Task directions
Retype the tail of the data exactly, starting at the line containing "drop a dot on the rider" and stopping at the last line.

Named-object pointing records:

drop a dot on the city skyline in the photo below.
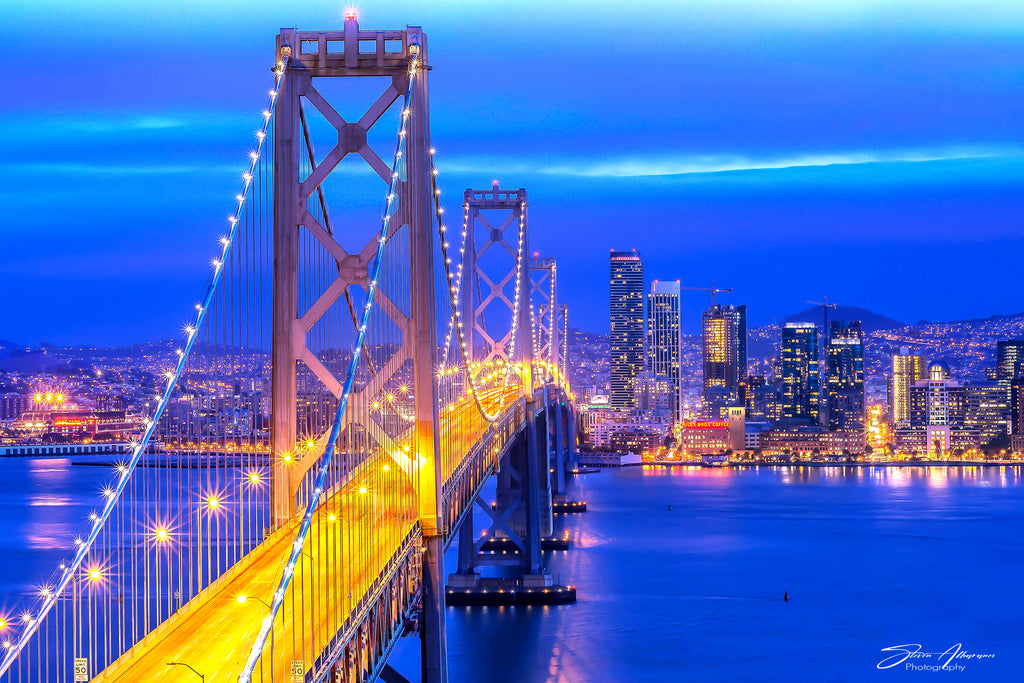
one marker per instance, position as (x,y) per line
(758,165)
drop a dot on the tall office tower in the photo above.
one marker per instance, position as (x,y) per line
(1017,407)
(846,375)
(724,346)
(664,338)
(1009,360)
(908,369)
(937,400)
(800,372)
(987,410)
(626,325)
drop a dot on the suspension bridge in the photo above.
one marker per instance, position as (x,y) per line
(339,397)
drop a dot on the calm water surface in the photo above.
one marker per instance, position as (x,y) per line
(871,558)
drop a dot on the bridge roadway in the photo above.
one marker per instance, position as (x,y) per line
(213,632)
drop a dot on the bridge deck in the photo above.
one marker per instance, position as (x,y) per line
(213,632)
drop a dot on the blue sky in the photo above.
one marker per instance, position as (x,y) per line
(869,151)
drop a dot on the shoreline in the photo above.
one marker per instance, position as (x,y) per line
(893,463)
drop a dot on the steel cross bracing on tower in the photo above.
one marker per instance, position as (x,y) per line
(544,293)
(285,511)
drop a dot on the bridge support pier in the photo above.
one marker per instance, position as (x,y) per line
(520,528)
(433,649)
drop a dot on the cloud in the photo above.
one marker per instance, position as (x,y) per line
(682,164)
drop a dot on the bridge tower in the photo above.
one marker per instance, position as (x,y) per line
(521,516)
(300,211)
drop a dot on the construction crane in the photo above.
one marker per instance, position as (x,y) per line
(708,289)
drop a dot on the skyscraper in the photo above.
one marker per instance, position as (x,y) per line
(800,372)
(987,410)
(626,325)
(664,337)
(846,375)
(1009,360)
(724,346)
(908,369)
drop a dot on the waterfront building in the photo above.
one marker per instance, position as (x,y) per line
(696,437)
(636,440)
(1009,360)
(626,322)
(13,404)
(601,433)
(986,410)
(717,401)
(724,342)
(655,394)
(810,439)
(1017,415)
(800,373)
(907,370)
(846,376)
(664,338)
(765,402)
(937,416)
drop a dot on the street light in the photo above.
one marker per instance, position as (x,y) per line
(182,664)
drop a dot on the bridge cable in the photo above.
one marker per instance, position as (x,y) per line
(256,650)
(455,286)
(140,445)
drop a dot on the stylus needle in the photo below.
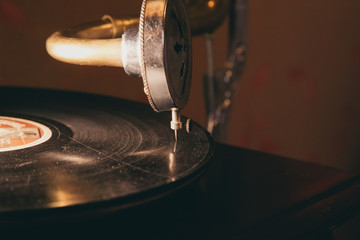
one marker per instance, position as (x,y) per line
(175,123)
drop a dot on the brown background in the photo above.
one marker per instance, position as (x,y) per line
(298,97)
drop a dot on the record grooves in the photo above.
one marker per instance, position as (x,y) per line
(104,154)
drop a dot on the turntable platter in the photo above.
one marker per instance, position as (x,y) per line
(66,150)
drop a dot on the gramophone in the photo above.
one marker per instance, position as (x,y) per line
(72,152)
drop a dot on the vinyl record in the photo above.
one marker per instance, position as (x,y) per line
(64,152)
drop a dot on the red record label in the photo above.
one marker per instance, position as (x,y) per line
(17,133)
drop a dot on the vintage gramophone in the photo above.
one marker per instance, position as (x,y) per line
(92,152)
(157,47)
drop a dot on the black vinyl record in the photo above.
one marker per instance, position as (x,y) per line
(66,152)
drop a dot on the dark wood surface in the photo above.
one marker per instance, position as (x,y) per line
(243,195)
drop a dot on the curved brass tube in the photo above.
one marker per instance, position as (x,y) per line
(99,43)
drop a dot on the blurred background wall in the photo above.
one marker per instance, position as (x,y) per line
(299,96)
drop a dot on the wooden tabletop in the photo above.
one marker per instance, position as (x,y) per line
(243,195)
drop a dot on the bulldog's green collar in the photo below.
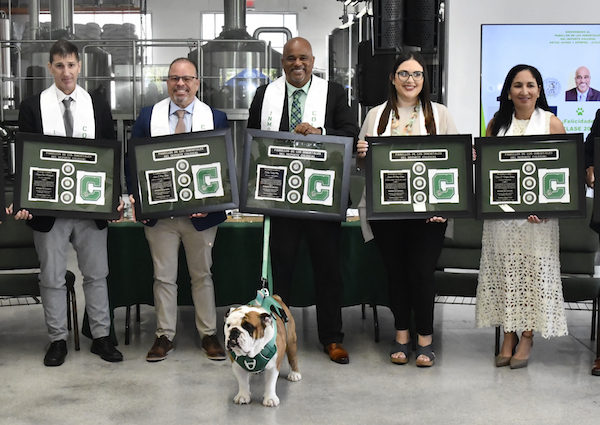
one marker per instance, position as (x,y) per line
(258,363)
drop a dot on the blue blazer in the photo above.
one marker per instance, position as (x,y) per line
(141,128)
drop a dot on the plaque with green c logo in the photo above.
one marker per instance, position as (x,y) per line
(519,176)
(419,176)
(292,175)
(183,174)
(67,177)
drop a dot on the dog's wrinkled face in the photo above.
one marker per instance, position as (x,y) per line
(247,330)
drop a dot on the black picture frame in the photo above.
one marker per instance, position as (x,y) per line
(64,157)
(516,162)
(403,161)
(277,154)
(214,145)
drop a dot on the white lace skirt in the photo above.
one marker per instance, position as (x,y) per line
(519,278)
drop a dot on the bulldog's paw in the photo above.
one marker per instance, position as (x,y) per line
(271,400)
(242,398)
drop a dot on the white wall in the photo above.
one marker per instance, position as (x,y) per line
(464,19)
(181,19)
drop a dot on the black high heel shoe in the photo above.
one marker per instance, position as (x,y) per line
(502,361)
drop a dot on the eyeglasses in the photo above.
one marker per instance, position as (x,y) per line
(185,78)
(405,75)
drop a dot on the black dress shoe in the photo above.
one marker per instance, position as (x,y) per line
(106,349)
(596,367)
(55,356)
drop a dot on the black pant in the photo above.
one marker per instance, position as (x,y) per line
(323,238)
(410,250)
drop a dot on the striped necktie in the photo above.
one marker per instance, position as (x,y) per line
(68,117)
(296,116)
(180,127)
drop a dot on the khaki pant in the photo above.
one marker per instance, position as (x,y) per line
(164,239)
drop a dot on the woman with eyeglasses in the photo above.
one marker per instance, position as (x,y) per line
(519,284)
(410,248)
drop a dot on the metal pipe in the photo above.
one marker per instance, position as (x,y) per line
(234,12)
(276,30)
(34,19)
(61,13)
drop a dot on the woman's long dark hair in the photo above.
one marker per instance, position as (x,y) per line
(503,118)
(424,96)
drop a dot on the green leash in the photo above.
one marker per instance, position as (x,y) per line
(267,276)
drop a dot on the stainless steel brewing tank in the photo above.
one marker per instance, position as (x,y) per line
(233,66)
(96,72)
(7,89)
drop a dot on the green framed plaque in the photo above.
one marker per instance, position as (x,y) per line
(419,176)
(291,175)
(517,176)
(183,174)
(67,177)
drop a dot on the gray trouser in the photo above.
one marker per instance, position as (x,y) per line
(90,245)
(164,239)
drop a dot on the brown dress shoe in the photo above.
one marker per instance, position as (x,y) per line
(337,353)
(162,346)
(214,351)
(596,367)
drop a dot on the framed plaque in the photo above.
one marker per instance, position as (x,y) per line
(517,176)
(419,176)
(291,175)
(596,214)
(2,190)
(67,177)
(183,174)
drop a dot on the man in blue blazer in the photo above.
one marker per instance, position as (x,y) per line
(582,91)
(182,112)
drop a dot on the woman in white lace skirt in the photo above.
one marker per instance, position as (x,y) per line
(519,275)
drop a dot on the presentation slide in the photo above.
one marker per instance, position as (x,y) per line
(567,56)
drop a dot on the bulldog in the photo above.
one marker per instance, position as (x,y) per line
(257,340)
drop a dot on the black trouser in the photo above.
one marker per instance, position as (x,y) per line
(323,238)
(410,250)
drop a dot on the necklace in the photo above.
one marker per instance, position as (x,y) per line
(408,129)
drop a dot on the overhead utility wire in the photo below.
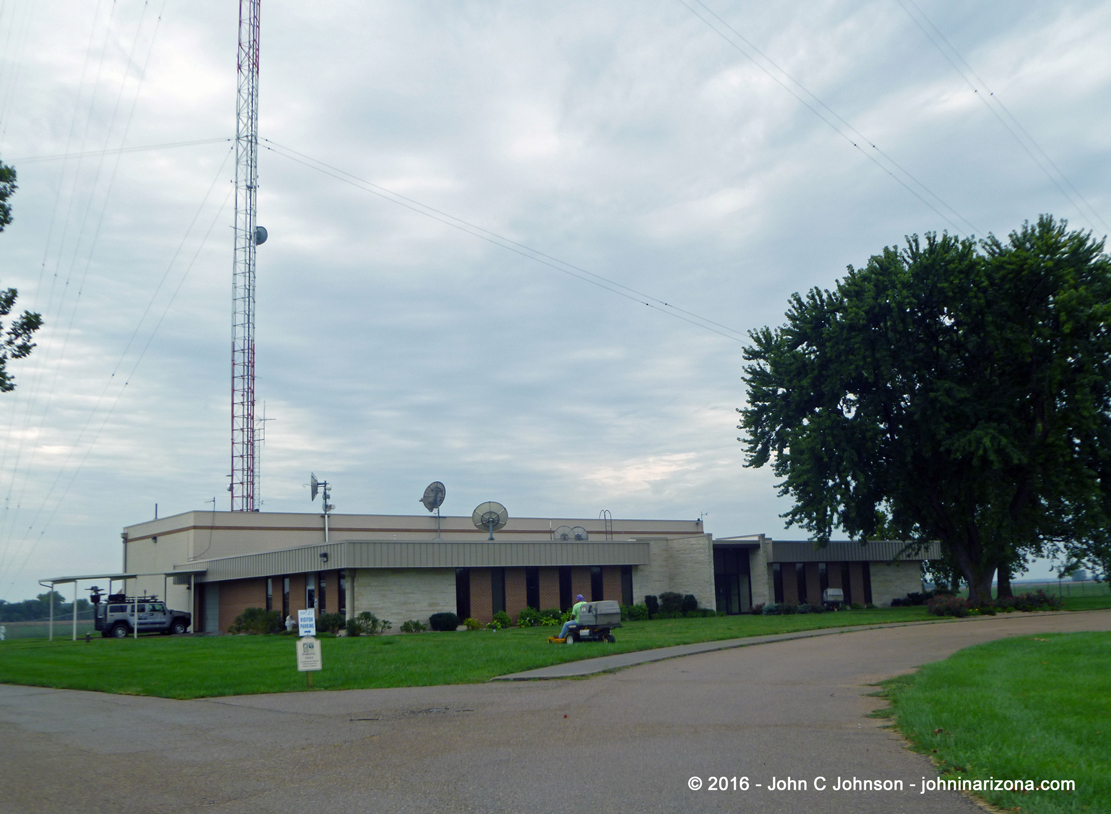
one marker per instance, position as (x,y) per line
(1024,139)
(88,153)
(507,243)
(833,124)
(119,363)
(99,222)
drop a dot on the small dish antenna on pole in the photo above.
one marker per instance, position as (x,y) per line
(321,486)
(433,499)
(490,515)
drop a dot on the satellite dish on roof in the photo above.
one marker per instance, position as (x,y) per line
(490,515)
(433,495)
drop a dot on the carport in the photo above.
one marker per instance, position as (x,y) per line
(123,576)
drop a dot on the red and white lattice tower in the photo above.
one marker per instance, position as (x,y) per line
(243,452)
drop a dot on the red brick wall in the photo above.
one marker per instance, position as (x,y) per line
(481,595)
(813,584)
(549,589)
(580,582)
(516,592)
(790,584)
(237,595)
(857,579)
(611,582)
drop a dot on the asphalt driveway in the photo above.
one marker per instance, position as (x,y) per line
(791,713)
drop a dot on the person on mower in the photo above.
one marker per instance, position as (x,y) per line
(579,602)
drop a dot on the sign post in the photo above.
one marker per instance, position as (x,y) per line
(308,646)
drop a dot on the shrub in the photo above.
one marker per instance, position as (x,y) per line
(671,602)
(256,621)
(1037,601)
(331,622)
(551,616)
(371,625)
(529,617)
(443,621)
(946,605)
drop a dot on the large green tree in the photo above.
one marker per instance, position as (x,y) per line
(951,390)
(16,342)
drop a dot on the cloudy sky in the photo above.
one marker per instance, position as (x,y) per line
(514,247)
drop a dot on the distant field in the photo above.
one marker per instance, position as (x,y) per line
(40,629)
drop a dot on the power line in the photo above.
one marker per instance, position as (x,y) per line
(507,243)
(841,127)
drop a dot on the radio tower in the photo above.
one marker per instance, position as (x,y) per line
(243,453)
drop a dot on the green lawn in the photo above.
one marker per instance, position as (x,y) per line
(200,666)
(1033,707)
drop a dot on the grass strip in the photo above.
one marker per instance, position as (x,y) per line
(1023,709)
(204,666)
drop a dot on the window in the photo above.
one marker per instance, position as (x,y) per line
(532,588)
(596,583)
(498,589)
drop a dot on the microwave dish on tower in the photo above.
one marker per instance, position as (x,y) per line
(490,515)
(433,499)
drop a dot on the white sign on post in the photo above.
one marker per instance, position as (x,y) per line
(307,623)
(308,655)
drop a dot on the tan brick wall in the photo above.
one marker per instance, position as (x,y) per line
(894,580)
(517,596)
(481,595)
(237,595)
(857,580)
(611,582)
(403,594)
(549,588)
(680,564)
(580,582)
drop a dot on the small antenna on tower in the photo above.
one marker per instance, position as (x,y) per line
(321,486)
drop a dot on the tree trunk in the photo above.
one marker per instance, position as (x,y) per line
(1004,583)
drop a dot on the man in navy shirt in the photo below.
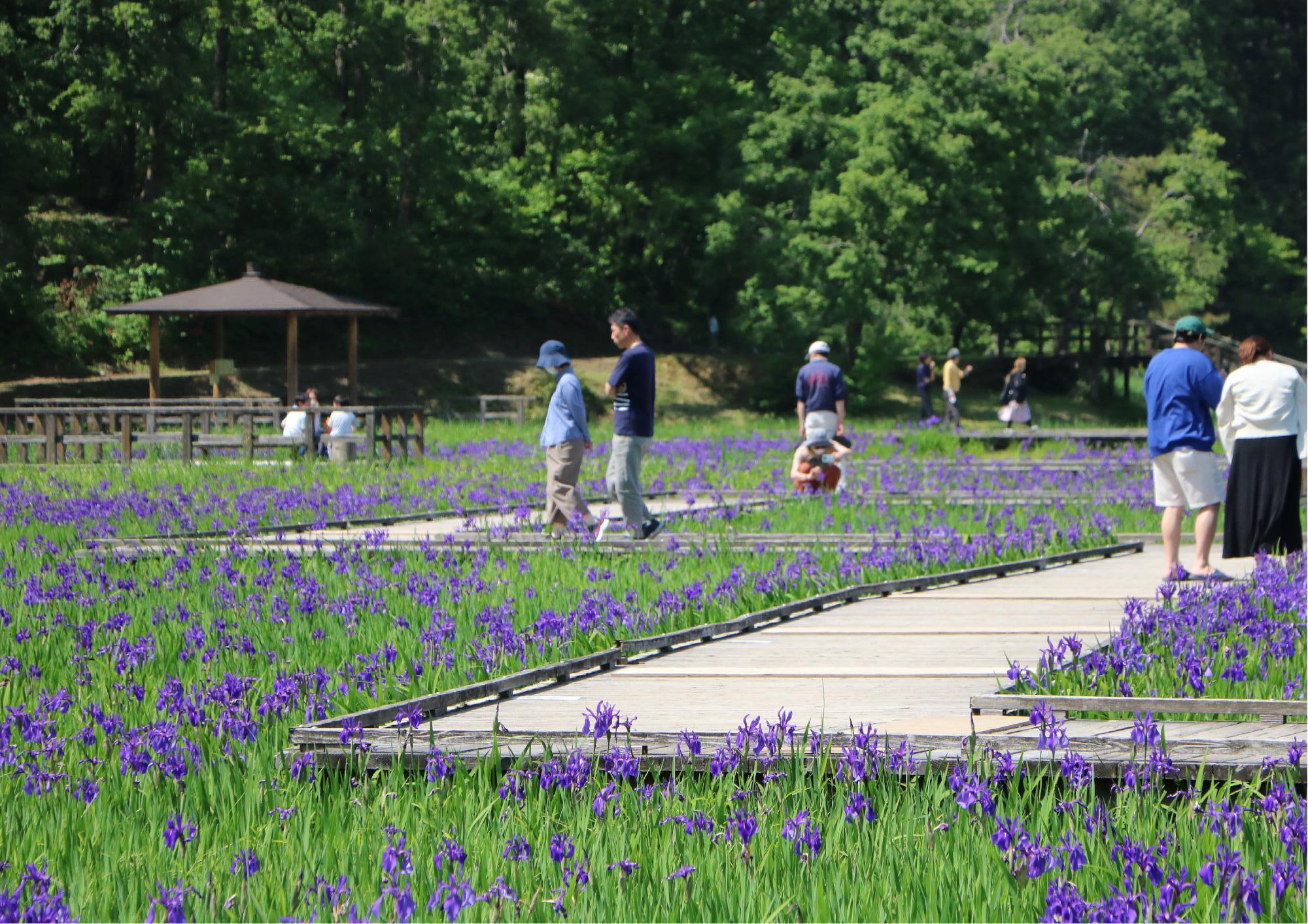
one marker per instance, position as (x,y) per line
(821,393)
(925,376)
(1182,388)
(632,389)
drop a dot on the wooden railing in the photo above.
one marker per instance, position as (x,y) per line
(141,402)
(515,407)
(1122,343)
(94,434)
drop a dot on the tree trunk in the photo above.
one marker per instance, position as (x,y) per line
(222,53)
(1072,311)
(853,337)
(155,169)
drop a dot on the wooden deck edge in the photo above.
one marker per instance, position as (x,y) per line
(609,659)
(660,751)
(1197,706)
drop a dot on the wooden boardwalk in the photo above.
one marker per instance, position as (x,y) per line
(907,664)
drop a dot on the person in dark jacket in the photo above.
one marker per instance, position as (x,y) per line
(925,376)
(1013,400)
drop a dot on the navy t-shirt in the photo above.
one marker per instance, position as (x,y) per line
(1182,388)
(634,410)
(819,385)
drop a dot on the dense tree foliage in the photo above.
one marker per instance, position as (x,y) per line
(886,175)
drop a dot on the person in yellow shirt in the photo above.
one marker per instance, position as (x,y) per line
(952,377)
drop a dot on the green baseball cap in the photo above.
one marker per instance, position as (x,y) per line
(1192,324)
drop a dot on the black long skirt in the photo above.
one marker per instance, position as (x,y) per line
(1263,499)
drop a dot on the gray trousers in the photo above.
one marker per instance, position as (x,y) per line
(625,478)
(563,469)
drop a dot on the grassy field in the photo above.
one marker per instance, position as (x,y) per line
(145,707)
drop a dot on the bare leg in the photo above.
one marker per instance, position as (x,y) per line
(1173,517)
(1205,528)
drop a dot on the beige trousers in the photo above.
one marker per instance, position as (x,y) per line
(563,469)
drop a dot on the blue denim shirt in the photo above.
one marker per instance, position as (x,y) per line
(567,415)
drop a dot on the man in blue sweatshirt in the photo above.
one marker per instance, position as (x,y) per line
(566,437)
(1182,389)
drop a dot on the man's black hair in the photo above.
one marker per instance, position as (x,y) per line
(626,317)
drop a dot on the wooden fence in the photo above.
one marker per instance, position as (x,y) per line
(92,434)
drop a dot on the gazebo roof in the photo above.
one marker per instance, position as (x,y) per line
(253,294)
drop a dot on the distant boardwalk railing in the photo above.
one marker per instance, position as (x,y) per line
(111,432)
(1102,435)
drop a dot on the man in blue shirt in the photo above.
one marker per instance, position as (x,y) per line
(925,376)
(632,389)
(1182,389)
(566,437)
(821,393)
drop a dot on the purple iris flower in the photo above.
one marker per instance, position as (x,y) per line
(562,847)
(517,848)
(179,831)
(453,897)
(245,863)
(626,866)
(169,906)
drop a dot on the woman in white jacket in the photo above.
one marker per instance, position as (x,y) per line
(1262,419)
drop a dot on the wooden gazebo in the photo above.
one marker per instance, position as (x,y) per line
(256,294)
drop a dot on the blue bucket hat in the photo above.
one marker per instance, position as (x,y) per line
(553,352)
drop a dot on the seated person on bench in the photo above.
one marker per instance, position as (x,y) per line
(339,423)
(295,423)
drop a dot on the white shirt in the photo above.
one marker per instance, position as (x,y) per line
(341,423)
(294,424)
(1263,400)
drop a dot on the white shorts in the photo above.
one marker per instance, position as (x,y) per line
(1188,478)
(821,420)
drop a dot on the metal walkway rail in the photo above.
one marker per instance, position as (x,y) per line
(907,657)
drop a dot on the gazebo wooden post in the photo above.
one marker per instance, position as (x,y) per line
(155,358)
(292,358)
(219,350)
(353,360)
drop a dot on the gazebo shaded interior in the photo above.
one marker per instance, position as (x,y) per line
(254,295)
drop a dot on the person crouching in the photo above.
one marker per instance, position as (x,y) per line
(814,466)
(566,437)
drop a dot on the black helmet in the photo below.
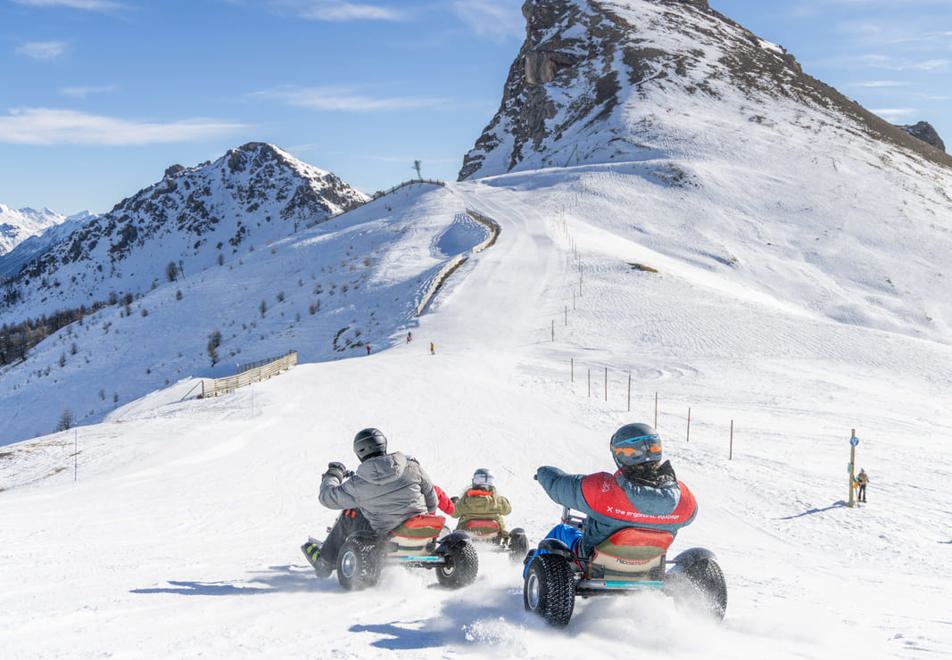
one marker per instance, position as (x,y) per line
(482,478)
(369,443)
(634,444)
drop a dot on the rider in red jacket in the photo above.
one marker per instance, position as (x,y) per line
(643,492)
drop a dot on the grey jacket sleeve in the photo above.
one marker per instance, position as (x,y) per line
(564,489)
(337,495)
(426,487)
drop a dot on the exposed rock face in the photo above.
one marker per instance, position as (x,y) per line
(925,132)
(195,216)
(588,67)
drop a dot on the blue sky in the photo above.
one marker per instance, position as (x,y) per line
(98,97)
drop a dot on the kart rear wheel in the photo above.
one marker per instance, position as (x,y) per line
(518,544)
(549,589)
(701,586)
(358,565)
(462,565)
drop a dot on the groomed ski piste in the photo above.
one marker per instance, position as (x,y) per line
(174,530)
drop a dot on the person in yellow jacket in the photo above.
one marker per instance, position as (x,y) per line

Reply to the task
drop a dot on the rider in red jacket in the photo above.
one marker per instance, position as (x,y) per line
(643,492)
drop a dot on the grey jacket sleeve in the photo above.
one marker per instance, position as (x,y) per line
(564,489)
(337,495)
(426,487)
drop a dot on the exposed rock face in the photo above.
one marker per instance, position as (x,y) per line
(925,132)
(195,216)
(588,67)
drop a dot on the blue sky in the photo above.
one marker per instance, position as (x,y) per line
(98,97)
drop a dot on the kart rear wheel in the photo above.
one marker per instance, position as (x,y) per line
(518,544)
(549,589)
(701,586)
(358,565)
(462,565)
drop a dot on the groomed ski piste in the photo above.
one marker per instance, position as (x,y) per line
(174,530)
drop a dot on the person in yellow jacket in the photo above.
one marker per instance, position as (x,y) per line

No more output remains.